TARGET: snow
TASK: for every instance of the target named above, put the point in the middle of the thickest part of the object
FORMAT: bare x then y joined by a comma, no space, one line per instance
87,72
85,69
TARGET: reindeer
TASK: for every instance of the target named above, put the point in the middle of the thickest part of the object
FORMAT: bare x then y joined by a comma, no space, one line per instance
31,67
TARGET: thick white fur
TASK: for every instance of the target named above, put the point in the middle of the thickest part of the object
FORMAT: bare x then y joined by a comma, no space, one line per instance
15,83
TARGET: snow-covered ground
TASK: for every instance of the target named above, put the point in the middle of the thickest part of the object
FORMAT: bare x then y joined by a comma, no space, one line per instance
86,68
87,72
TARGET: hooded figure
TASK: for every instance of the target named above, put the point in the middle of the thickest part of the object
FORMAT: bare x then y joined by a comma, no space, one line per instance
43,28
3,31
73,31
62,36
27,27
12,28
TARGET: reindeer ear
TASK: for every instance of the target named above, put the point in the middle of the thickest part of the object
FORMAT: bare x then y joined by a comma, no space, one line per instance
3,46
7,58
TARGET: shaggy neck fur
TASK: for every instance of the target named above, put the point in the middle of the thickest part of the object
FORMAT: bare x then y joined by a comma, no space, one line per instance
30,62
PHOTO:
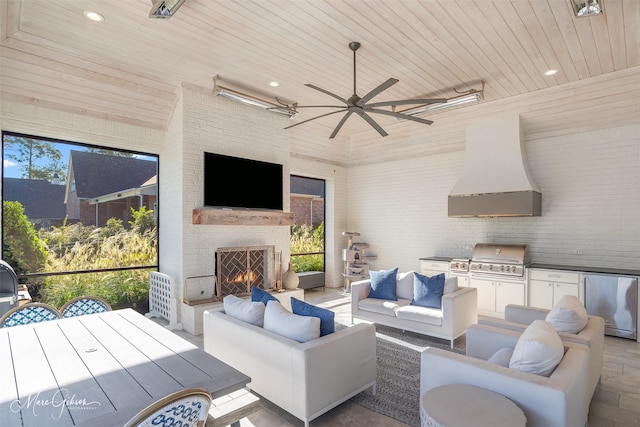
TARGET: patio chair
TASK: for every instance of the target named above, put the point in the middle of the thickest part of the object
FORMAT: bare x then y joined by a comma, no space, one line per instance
32,312
80,306
189,407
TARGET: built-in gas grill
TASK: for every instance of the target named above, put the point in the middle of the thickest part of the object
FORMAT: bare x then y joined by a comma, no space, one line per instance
499,260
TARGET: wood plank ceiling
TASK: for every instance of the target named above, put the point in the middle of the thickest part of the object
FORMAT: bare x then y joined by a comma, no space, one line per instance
129,68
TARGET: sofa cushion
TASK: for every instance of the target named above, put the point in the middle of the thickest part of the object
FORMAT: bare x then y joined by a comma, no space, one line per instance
261,295
327,317
501,357
383,284
450,285
417,313
404,285
427,291
247,311
538,350
568,315
279,320
382,306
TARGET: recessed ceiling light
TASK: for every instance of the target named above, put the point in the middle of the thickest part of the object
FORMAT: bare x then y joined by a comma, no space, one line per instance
94,16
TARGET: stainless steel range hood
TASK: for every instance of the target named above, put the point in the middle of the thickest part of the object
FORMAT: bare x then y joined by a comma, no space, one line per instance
495,180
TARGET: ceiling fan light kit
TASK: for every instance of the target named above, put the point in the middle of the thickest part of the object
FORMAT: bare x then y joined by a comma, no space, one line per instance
235,95
362,107
165,8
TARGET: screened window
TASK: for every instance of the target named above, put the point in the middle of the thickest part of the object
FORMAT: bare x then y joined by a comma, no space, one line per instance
78,216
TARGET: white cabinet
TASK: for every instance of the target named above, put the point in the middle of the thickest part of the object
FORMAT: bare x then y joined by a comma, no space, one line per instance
433,267
546,287
494,295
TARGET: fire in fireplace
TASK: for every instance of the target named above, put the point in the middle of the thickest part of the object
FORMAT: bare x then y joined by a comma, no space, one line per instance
239,268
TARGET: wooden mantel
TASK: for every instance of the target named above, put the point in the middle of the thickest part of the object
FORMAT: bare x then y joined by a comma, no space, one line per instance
216,216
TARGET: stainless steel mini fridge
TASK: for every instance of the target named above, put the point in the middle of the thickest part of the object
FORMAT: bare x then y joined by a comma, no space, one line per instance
615,298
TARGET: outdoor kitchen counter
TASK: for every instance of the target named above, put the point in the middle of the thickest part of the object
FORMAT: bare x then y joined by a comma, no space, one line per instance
585,269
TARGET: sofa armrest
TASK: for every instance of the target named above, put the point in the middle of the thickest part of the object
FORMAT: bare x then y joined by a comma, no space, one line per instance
459,310
333,367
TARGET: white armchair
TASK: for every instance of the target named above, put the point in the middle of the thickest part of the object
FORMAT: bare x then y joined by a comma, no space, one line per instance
560,400
518,317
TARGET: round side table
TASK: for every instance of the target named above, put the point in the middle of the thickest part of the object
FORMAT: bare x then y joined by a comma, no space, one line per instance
457,405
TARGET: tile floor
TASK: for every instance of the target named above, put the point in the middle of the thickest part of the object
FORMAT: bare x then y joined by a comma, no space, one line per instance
616,402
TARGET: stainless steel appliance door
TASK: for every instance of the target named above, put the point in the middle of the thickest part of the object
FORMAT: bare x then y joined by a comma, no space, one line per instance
615,298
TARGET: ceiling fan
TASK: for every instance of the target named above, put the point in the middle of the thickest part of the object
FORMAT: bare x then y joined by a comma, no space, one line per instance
362,107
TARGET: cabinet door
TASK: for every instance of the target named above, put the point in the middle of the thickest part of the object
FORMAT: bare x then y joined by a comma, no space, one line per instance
541,294
562,289
509,293
486,294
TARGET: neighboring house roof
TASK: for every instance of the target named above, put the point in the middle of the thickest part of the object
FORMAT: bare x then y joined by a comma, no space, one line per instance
99,174
40,199
309,186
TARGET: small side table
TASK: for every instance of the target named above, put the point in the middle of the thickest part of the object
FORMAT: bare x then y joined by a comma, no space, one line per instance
456,405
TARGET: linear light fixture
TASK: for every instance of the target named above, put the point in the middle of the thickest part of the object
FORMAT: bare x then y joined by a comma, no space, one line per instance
165,8
586,7
472,95
237,96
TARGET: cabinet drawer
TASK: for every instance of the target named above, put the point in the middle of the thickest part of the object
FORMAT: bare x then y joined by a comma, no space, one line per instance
555,276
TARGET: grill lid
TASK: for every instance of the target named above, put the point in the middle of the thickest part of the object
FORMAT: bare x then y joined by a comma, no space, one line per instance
499,259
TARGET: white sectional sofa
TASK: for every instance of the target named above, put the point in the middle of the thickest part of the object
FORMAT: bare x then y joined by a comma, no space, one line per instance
305,379
559,400
458,311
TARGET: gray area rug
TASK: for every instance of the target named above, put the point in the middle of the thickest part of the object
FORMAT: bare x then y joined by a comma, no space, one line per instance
398,385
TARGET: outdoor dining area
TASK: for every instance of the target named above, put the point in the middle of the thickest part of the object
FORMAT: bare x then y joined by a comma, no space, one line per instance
88,365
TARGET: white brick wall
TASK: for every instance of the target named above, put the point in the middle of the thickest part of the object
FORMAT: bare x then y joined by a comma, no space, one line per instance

--- DIRECTIONS FOR THIS TASK ---
Every line of the material above should be repeated exactly, except for the pictures.

--- RESPONSE AREA ---
TARGET: snow
TASK: for every instance of the target named above, put the point in the middle of the thickest part of the object
FORMAT: bare x then y joined by a comma, no space, one line per instance
87,72
85,69
TARGET: reindeer
TASK: for every instance of the target named above, put the point in the middle of the thickest part of the object
FORMAT: bare x then y joined by a comma, no space, one line per instance
31,67
TARGET: thick white fur
TASK: for every instance of the target named above, put the point in the middle of the thickest part of the object
FORMAT: bare x then y joined by a comma, no space, one line per instance
15,83
TARGET: snow-covered ground
TASK: for every instance of the target named above, put the point in the middle of the thickest part of the object
FORMAT: bare x then y joined by a comma, no space, one line per instance
86,68
87,72
TARGET: hooded figure
TASK: for every instance of the target named above, put the point in the middle of the thickest part of the object
FORMAT: bare x then y joined by a comma, no space, one line per instance
43,28
3,31
73,31
62,36
27,27
12,28
TARGET: reindeer ear
TASK: for every instance of the target named above, put the point in the middle of the thickest part of the object
FORMAT: bare x then y joined by a comma, no space, one line per instance
3,46
7,58
TARGET: shaggy neck fur
TASK: for every instance of the target named above, put the point in the middle of the thickest part of the object
FORMAT: bare x then y joined by a comma, no space, one line per instance
30,62
PHOTO:
TARGET: patio chair
TASK: for every instance of the target named above, put the point in the middle of the thickest part of the object
FORMAT: bare x then y joined by a comma, no space, one line per instance
32,312
80,306
189,407
TARGET: built-in gas grill
TASK: for every instance of the target named above, put the point in the middle of the thickest part of the object
FORMAT: bare x then y joined by a comma, no space, one line per instance
499,260
TARGET: wood plank ceiling
TASK: for every instance of the target named above, put the point in the middle of the thickest part of the object
FORMAT: bare x then y joined by a comma, no space, one line per instance
129,68
TARGET: sofa cushion
TASK: for every instance of the target named above, put the point in the middle of the thickest part of the object
FORMAT: bare x then y joined by a comma, no space, one line per instance
261,295
327,317
501,357
383,284
450,285
417,313
404,285
427,291
247,311
538,350
568,315
279,320
382,306
TARGET: recessed ceiling light
TASK: for every instance of the target named above, put the point in the middle of the thickest part of the object
FORMAT: bare x then y joined by a comma, no space, one line per instance
94,16
TARGET: stainless steel range hood
TASK: for every instance of the target named above, put the point in the middle of the thickest part of the object
FORMAT: bare x then y joined by a comma, no space, one line per instance
495,180
TARGET: ceiling fan light kit
TASK: for every instance of the target named above, put the point in the middle of the thickest part of the object
FORMAT: bare x then y joined by a comma, no space, one line per instance
235,95
362,107
165,8
TARGET: screened window
TASK: for every instance of the target named above, put the point in the middle of the thickest part of the object
FORMAT: bare x then y joined by a comma, no space, one line per instance
78,216
TARGET: white cabinet
TASK: for every instance of the target named above, put the point in the middle of the thickest part of the object
FORMAT: bare x then y joined by a comma, no space, one line per instance
433,267
546,287
494,295
TARGET: fire in fireplace
TASK: for every instance of the target named above, put the point in the middle of the thickest part of the object
FORMAT: bare x then y joined by a comma, no space, one line per instance
239,268
TARGET: wooden mantel
TASK: for every instance of the target named above, put the point in the middle of the thickest part of the object
FORMAT: bare x then y joined by a comma, no space, one line per instance
216,216
TARGET: stainless steel mini fridge
TASK: for every instance of the target named above, put the point in the middle of the thickest part of the object
FORMAT: bare x then y joined by a comma, no space, one line per instance
615,298
TARGET: outdoor kitchen counter
TASK: for every instance of the target named above, put the point in the middle of the thickest part of the object
FORMAT: bare x then y joined by a comma, no space, one line per instance
585,269
TARGET: sofa armrest
TASK: for every instance of the target named above, put the point in the middle of the thickest part of the object
FORMAT: bare x then y joined by a comma, no space, one line per instance
459,310
333,367
TARGET: white armchair
TASK: for every instance of the target named above, put the point in the middle of the thickest part of the object
FORMAT: bare x then y joined by a comma, no space, one line per instance
560,400
518,317
TARGET: round side table
TASK: for every instance of the target named above, put the point in the middle of the thickest part of the object
FORMAT: bare x then y joined by a comma, no space, one line per instance
457,405
TARGET: tile floor
TASK: for every instance of the target named above, put the point in the middle of the thickest part of the object
FORMAT: bare x then y joined by a comma, no space, one line per instance
616,402
TARGET: stainless steel appliance door
TASK: for every instance of the target named above, put the point in the middle of the thickest part of the object
FORMAT: bare x then y joined by a comma, no space, one line per instance
615,298
TARGET: ceiling fan
TASK: for every instance of the target named above, put the point in the middle of the thickest part of the object
FORMAT: bare x then y joined by a comma, no space, one line per instance
362,107
TARGET: cabinet door
TASK: for every instance of the target named above, put the point in the middle of the thickest part of the object
FORMAT: bare x then y joined by a comma, no space, one line per instance
541,294
562,289
509,293
486,294
TARGET: neighboring house roof
TASK: for every instance of the target named above, put the point in the middle of the thickest part of the object
FORMAT: bare x then y joined by a comma, no space, one line per instance
99,174
40,199
309,186
TARGET: small side table
TASK: for every instance of the target named above, put the point in the middle of the thickest part of the object
FORMAT: bare x then y joined by a comma, no space, one line per instance
456,405
TARGET: linear light fixture
TASK: for every instance of the target named above, put the point in the middle of the thickest part of the object
FORMAT: bare x then y joined by a comma, no space, one line per instance
165,8
586,7
472,95
237,96
TARGET: cabinet drawer
TASK: for every instance of the target named above, put the point in the middle of the thickest part of the object
FORMAT: bare x then y joined by a comma, no space, one line per instance
555,276
TARGET: grill lid
TASK: for every instance of the target named above, put the point in the middle of the thickest part of the object
FORMAT: bare x then y joined by a comma, no space, one line per instance
499,259
TARGET: white sectional sofa
TASK: for every instance of the target named above, put the point in the middle of the thickest part of the object
FORMAT: bare x then y joined by a comma, no space, one line per instance
305,379
559,400
458,311
TARGET: gray area rug
TASK: for every instance of the target named above, put the point in the middle of the thickest part of the object
FORMAT: bare x then y joined by a comma, no space, one line per instance
398,385
TARGET: outdoor dining area
TASK: for every instance of the target named above, put the point in the middle of the thickest part of the object
FORMAT: bare x then y joined by a comma, no space, one line per instance
88,365
TARGET: white brick wall
TASK: for every instance of the target named above, put the point in the middle of the thickest part of the object
FORMAT: bare x then y joined by a comma, no space, one line per instance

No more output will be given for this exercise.